[Extrait à lire]:
Le rééquilibrage énergétique créera les conditions de développement massif de filières industrielles innovantes et compétitives dans les ­énergies renouvelables. La France dispose d’atouts majeurs dans ce domaine, par exemple dans les énergies marines, l’éolien ou la biomasse, dont nous soutiendrons le développement à travers la création d’un fonds de capital-investissement doté d’un milliard d’euros. Toutefois, la clé de toute politique énergétique de long terme tient à l’évolution de la consommation d’énergie. C’est pourquoi j’engagerai un vaste plan qui permettra à un million de logements par an de bénéficier d’une isolation thermique de qualité.
Cette mesure réduira les besoins de production et les émissions de gaz à effet de serre, diminuera la facture de chauffage des Français et créera de nombreux emplois non délocalisables. De même, la tarification progressive de l’énergie incitera à la réduction des consommations, tout en assurant l’accès universel à une énergie abordable.

La politique sociale que vous envisagez (augmentation du Smic, notamment) étant subordonnée à la croissance, que ferez-vous si celle-ci n’est pas à la hauteur de vos espérances ? N’y a-t-il pas lieu de récupérer les dizaines de milliards d’euros de valeur ajoutée prélevés ces vingt dernières années sur la rémunération du travail pour grossir les revenus du capital ?

Sans croissance, il est évident que la situation sociale, économique et budgétaire de notre pays sera difficile. Pour construire mon projet et le chiffrer, je me suis donc appuyé sur des ­hypothèses de croissance réalistes. Des instituts qui ne sont pas connus pour leur proximité idéologique avec la gauche ont d’ailleurs confirmé le sérieux du chiffrage de mon projet. Mais vous avez raison, nous devons rééquilibrer les rémunérations nettes du travail et du capital. Aujourd’hui, les revenus du travail sont davantage taxés que ceux du capital. C’est le sens de ma proposition de rapprocher l’impôt sur le revenu et la CSG. Les niches fiscales inutiles et coûteuses seront ainsi supprimées.

[Exercice proposé 1]:
D'après l'extrait, combien de logements par an le plan annoncé doit-il faire bénéficier d'une isolation thermique de qualité ?
L'extrait et les données ne proviennent pas de la même source.

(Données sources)
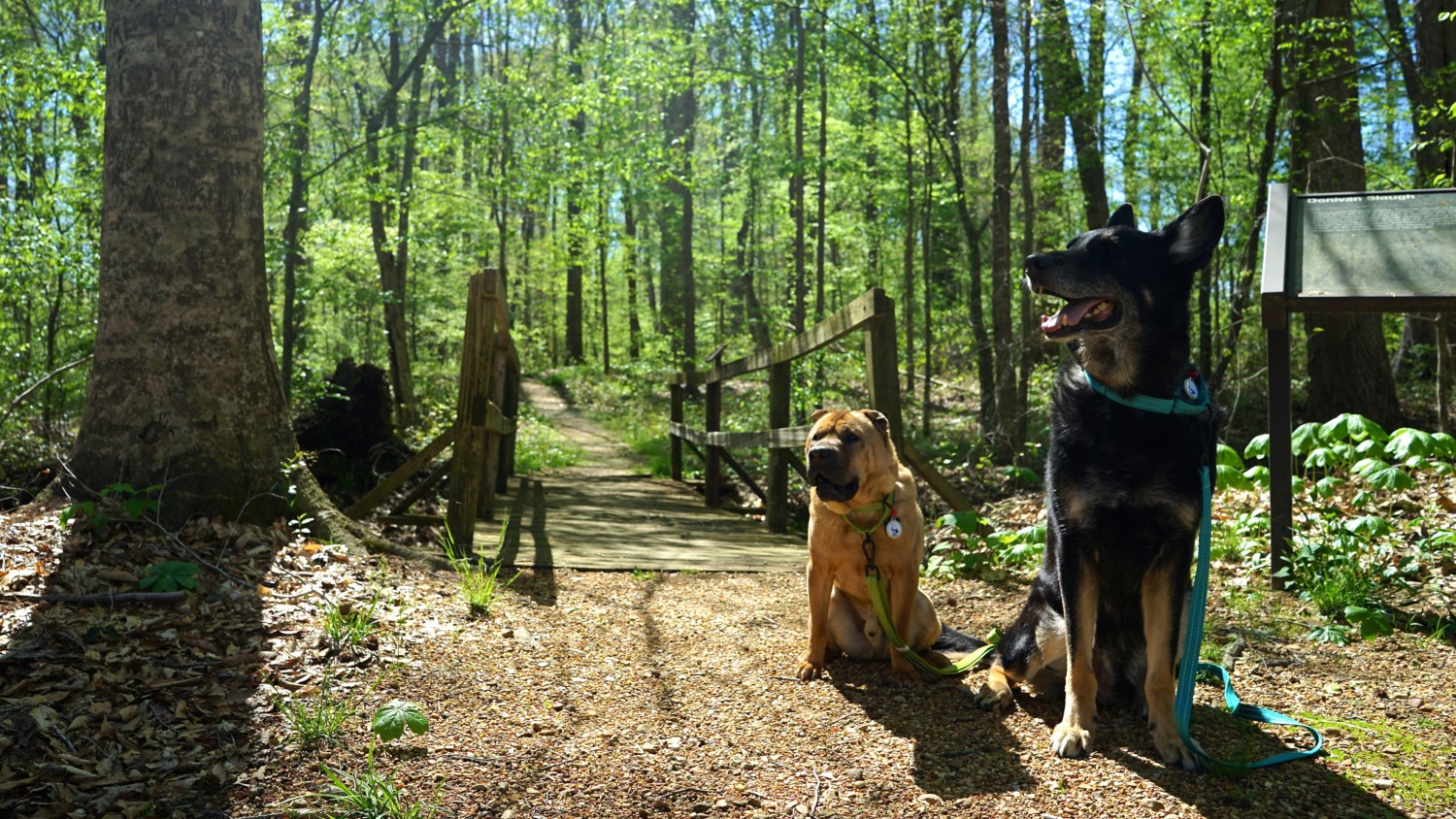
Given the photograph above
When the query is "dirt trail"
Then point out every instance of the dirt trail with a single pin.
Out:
(603, 454)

[Exercice proposé 2]:
Extrayez des données chaque ligne qui contient le mot « dirt ». Respectez la casse.

[Réponse correcte 1]:
Un million de logements par an.

[Réponse correcte 2]:
When the query is "dirt trail"
Then point out every instance of the dirt trail with a single pin.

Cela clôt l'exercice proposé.